表面材2は、液透過性のシート材として構成され、合成繊維又は天然繊維を含む不織布等で形成される。
本実施形態において、表面材2は、排泄物に対して抗菌作用を発揮させる観点から、金属酸化物抗菌剤を含む。表面材2及び金属酸化物抗菌剤の詳細な構成については、後述する。
【0015】
外装材6は、吸収体4の非肌側(厚み方向Z下方)に配置され、例えば、おむつ1の非肌側面のほぼ全体を構成する。外装材6は、防漏性を有していることが好ましく、例えば、液難透過性、水蒸気透過性及び撥水性等の機能を有するシート材で形成される。
図3に示す例において、外装材6は、肌側シート61と、非肌側シート62と、を含む。
図1及び図2に示すように、外装材6は、ウエスト開口部1W及びレッグ開口部1Lを形成する。外装材6は、ウエスト開口部1Wに沿って配置されたウエスト弾性部材63と、レッグ開口部1Lに沿って配置されたレッグ弾性部材64と、をさらに含む。ウエスト弾性部材63及びレッグ弾性部材64は、例えば、肌側シート61及び非肌側シート62の間に配置される。
【0016】
一対のサイドシート5は、表面材2の横方向Y側部の肌側に配置される。サイドシート5は、防漏性を備えていることが望ましく、例えば、液難透過性、水蒸気透過性及び撥水性等の機能を有するシート材で形成される。図3に示す例において、サイドシート5は、表面材2の肌側面の横方向Yにおける側部から、表面材2の非肌側まで延びる。サイドシート5の肌側の端部は、表面材2から離間している。サイドシート5の非肌側の端部は、表面材2の非肌側の端部とともに、接着剤又はヒートシール等によって防漏シート3等に接合されている。
【0017】
おむつ1において、サイドシート5の肌側の端部には、糸状又は帯状の弾性部材51が配置される。弾性部材51は、縦方向Xに延び、伸張した状態でサイドシート5に取り付けられる。これにより、着用時において、サイドシート5の肌側の端部が肌側に起立し、立体ギャザーGが形成される。
【0018】
防漏シート3は、液不透過性又は液難透過性の樹脂フィルムからなり、吸収体4と外装材6との間に配置される。防漏シート3は、例えば、接着剤H1によって吸収体4の非肌側面に接合されており、接着剤H2によって外装材6に接合されている。

> [課題一覧]
1: おむつの説明文によると、防漏シート3はどの部材とどの部材の間に配置されているか。
2: おむつの説明文を、最後の文に続けて書き継いでください。

> [提供データ]

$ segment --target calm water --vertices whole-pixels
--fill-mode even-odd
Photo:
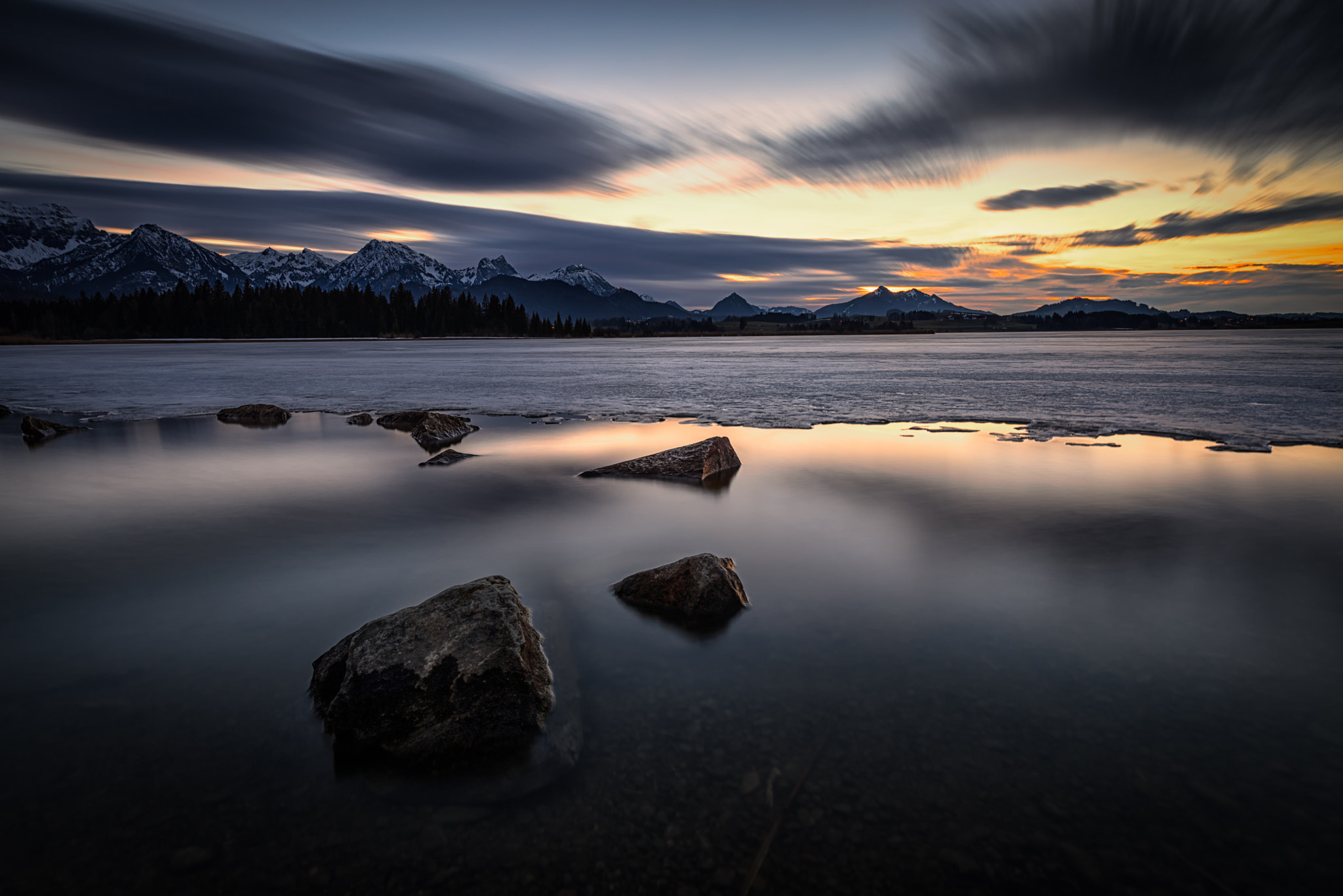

> [各課題の解答]
1: 吸収体4と外装材6との間に配置されている。

2:
【0019】
[吸収体の構成]
本実施形態では、表面材2の含有する金属酸化物抗菌剤の抗菌効果を高める観点から、吸収体4が以下の構成を有する。
図4に示すように、吸収体4は、股下領域Cにおいて縦方向Xに延び、横方向Y中央を挟んで配置された一対の変形誘導部42を有する。
変形誘導部42は、吸収体4の折れ曲がりの起点となる部分である。変形誘導部42は、吸収体4の折れ曲がりを誘導できる構成であればよく、例えば、吸収性コア40のスリット、低坪量部、圧搾部、又は折り癖のついた部分のいずれかで構成され得る。
スリットとは、平面視において細長い形状を有し、吸収性コア40を厚み方向Zに貫通する貫通孔を意味する。
低坪量部とは、周囲よりも吸収性コア40の坪量が低い部分を意味する。
圧搾部とは、圧搾加工により吸収性コア40が圧搾され、厚みが薄くなった部分を意味する。
折り癖のついた部分は、吸収体4又は吸収性コア40を折り曲げてプレスする処理等によって折り癖が形成された部分である。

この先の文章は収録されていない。